### Extrait choisi ###

Hommage au lieutenant-colonel Arnaud Beltrame aux Invalides, le 28 mars 2018. Ludovic Marin/AFP

Nous publions des extraits du livre de Bénédicte Chéron, paru récemment aux éditions Armand-Colin : « Le soldat méconnu, la place de l’armée dans notre société ».


Pourquoi meurent-ils, ces hommes qui ont un beau jour décidé de passer le seuil d’un centre de recrutement ou de candidater à un concours des armées ? Pourquoi tombent-ils, ces soldats qui portent sur leurs treillis les couleurs de leur pays ? Pour la France, évidemment. Mais encore ? Que signifie mourir pour la France lorsque l’on tombe à Bouaké, le 6 novembre 2004, sous les bombes de deux sukoïs pilotés conjointement par des Ivoiriens et des Béliorusses qui ont obéi à des ordres dont la provenance est encore auréolée de flou ? Pourquoi sont morts dix militaires français, dans une embuscade à Uzbin, en Afghanistan, les 18 et 19 août 2008 ?

### Informations présentées ###

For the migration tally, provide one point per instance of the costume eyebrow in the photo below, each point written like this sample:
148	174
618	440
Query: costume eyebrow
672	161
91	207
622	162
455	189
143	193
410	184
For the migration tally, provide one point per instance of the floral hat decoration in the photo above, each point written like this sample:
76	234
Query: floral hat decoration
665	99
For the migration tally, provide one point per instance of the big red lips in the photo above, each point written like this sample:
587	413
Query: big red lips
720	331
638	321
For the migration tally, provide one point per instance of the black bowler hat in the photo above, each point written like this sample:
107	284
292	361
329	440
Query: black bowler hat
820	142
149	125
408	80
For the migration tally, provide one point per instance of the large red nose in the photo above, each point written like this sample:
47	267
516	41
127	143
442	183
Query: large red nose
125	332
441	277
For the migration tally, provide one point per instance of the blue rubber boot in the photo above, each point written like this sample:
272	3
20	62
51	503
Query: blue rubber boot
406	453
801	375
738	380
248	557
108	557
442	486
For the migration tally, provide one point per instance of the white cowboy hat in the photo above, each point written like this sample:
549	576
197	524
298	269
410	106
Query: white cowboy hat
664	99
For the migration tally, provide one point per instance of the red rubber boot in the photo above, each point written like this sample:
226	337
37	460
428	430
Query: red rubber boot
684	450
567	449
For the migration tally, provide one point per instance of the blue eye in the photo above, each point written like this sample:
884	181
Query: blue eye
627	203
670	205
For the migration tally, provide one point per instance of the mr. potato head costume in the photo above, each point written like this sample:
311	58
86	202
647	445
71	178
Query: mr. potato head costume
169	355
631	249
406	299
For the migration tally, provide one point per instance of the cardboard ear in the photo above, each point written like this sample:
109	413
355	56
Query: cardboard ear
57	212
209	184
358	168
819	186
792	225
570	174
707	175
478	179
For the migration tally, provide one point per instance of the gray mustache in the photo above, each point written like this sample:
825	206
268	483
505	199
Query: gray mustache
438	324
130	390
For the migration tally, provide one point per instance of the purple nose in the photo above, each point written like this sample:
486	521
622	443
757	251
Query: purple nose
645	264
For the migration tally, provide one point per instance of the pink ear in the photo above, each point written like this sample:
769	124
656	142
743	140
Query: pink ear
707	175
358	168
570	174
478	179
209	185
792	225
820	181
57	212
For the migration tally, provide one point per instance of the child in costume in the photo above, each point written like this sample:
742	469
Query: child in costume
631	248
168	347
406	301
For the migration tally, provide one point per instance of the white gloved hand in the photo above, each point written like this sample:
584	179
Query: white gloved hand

###

## Consignes
[A] Citez le texte sur les soldats morts pour la France entre « Nous publions des » et « et 19 août 2008 ? », ces deux passages compris.
[B] Dans le texte sur les soldats morts pour la France, quelle réponse est donnée à la question de savoir pourquoi tombent les soldats qui portent les couleurs de leur pays ? Répondez en une à trois phrases.
[C] Donnez la suite du texte sur les soldats morts pour la France, à partir de sa dernière phrase.

## Corrigés
[A]
Nous publions des extraits du livre de Bénédicte Chéron, paru récemment aux éditions Armand-Colin : « Le soldat méconnu, la place de l’armée dans notre société ».


Pourquoi meurent-ils, ces hommes qui ont un beau jour décidé de passer le seuil d’un centre de recrutement ou de candidater à un concours des armées ? Pourquoi tombent-ils, ces soldats qui portent sur leurs treillis les couleurs de leur pays ? Pour la France, évidemment. Mais encore ? Que signifie mourir pour la France lorsque l’on tombe à Bouaké, le 6 novembre 2004, sous les bombes de deux sukoïs pilotés conjointement par des Ivoiriens et des Béliorusses qui ont obéi à des ordres dont la provenance est encore auréolée de flou ? Pourquoi sont morts dix militaires français, dans une embuscade à Uzbin, en Afghanistan, les 18 et 19 août 2008 ?

[B] Ils tombent pour la France, réponse que le texte qualifie d'évidente. Il la fait aussitôt suivre de la question « Mais encore ? ».

[C]
[…]

Lorsque survient le décès d’un soldat en opération, lorsque viennent à nouveau s’afficher sur les écrans et dans les pages des journaux les mots « morts pour la France », c’est le cœur même des liens entre la nation et ses armées qui est sollicité. La difficulté à donner et accorder du sens à ces décès est le symptôme autant que le moteur d’une crise de cette relation. Il est possible de comprendre le sens de la mort de celui qui a accepté de porter les armes pour la nation tout en ayant un débat collectif sur les choix politiques qui président aux opérations extérieures.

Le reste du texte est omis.